EXTRAIT
◇ ◇ ◇

Vous n’êtes pas dans l’obligation de vous présenter à cet entretien mais il s’agit d’une opportunité d’exprimer votre point de vue et de vous défendre face à des éléments qui vous sont reprochés.

Pour préparer cet entretien, notez tous vos derniers échanges avec l’entreprise qui pourraient vous être utiles et lister vos arguments et l’interprétation des faits que vous pensez être ceux fondant le licenciement.

Dans les grandes entreprises de plus de 20 salariés, les représentants du personnel sont vos interlocuteurs privilégies en cas de licenciement.

Salariés eux-mêmes de leur entreprise, ils ne bénéficient pas toujours d’une réelle indépendance vis-à-vis de l’employeur.

Si vous travaillez dans une entreprise de moins de 20 salaries, pensez à faire appel au « conseiller du salarié ». Indépendant , souvent issu d’une organisation syndicale, il intervient uniquement à la demande du salarié à partie d’une liste dressée dans les mairies et à la Direccte (Direction du Travail et de l’Emploi) de votre région.

Le représentant du personnel doit obligatoirement vous assister durant l’entretien préalable au licenciement si vous en faites la demande, il s’agit là d’une condition de validité du licenciement.

4) Obtenir le maximum d’explications sur la cause de votre licenciement.

Lors de l’entretien préalable, le délégué du personnel ou le conseiller salarié seront amenés à poser des questions à votre employeur sur les motifs du licenciement envisagé.

Ses questions comme les réponses de votre employeur ainsi que vos observations doivent être notées par écrit par le conseil du salarié ou le représentant du personnel qui vous assiste.

Vous aurez ensuite en cas de contentieux le droit de produire aux débats le compte rendu écrit de cet entretien. Or, cette pièce peut parfois s’avérer déterminante dans le cas où les motifs exposés lors de cet entretien préalable ne sont pas ceux que vous retrouvez dans le corps de votre lettre de licenciement.

5) Eviter autant que possible tout e agressivité à l’encontre de votre employeur

Même si votre licenciement est confirmé à l’issue de cet entretien, partez la tête haute en évitant toute invective ou menace à l’encontre de votre (ancien) employeur.

Votre réseau professionnel doit être préservé, pensez à vos futurs entretiens d’embauche et au fait que vos nouveaux recruteurs auront dans l’idée de contacter votre ancien employeur. Veillez donc à vous mettre d’accord avec votre employeur sur la communication qui sera faite sur votre licenciement auprès des équipes. Demandez-lui ce qu’il a l’intention de dire à vos collègues et de quelle manière…

Ce « pacte de non agression » facilitera également grandement une phase de négociation qui peut alors s’engager sur une transaction financière liée à la rupture de votre contrat.

6) Engager sans tarder un rapport de force

Vous contestez fermement les motifs évoqués par votre employeur lors de l’entretien préalable que vous considérez comme injustes. Faites-lui savoir sans attendre même votre lettre de licenciement.

Vous pouvez également préférer d’ attendre de lire les motifs énoncés dans la lettre de licenciement qui « fixent les limites du litige » pour les contester et pointer dès ce stade des incohérences ou des imprécisions dans les motifs qui sont énoncés par l’employeur.

◇ ◇ ◇

EXERCICE
Selon l'extrait sur le licenciement, où est dressée la liste à partir de laquelle intervient le conseiller du salarié ? Les données ne sont d'aucune utilité ici.

DONNÉES FOURNIES
◇ ◇ ◇

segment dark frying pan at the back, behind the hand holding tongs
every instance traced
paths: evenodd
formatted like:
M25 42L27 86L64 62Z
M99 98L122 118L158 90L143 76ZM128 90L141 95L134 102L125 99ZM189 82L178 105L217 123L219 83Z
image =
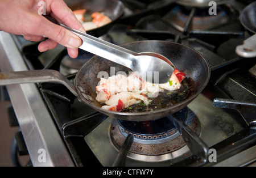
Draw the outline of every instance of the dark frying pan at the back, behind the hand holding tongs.
M88 14L92 12L104 12L104 14L112 20L111 23L106 24L105 26L86 31L89 35L95 37L100 37L108 32L113 27L113 24L121 18L124 9L123 3L118 0L65 0L64 2L73 11L86 9Z

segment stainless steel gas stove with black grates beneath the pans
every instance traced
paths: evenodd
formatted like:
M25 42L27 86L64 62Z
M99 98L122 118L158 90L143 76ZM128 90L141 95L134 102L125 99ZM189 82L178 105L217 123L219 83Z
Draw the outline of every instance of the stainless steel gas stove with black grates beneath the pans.
M101 39L114 44L167 40L208 61L210 80L173 116L117 120L96 112L55 83L7 86L32 166L249 166L256 160L255 58L236 46L249 37L240 23L251 1L218 1L217 15L199 1L122 1L125 12ZM210 23L209 23L210 22ZM93 55L71 59L63 46L39 53L38 43L0 32L0 69L53 69L73 82ZM46 159L42 158L45 151ZM216 162L212 162L212 150Z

◇ ◇ ◇

TÂCHE RÉALISÉE
Dans les mairies et à la Direccte de la région.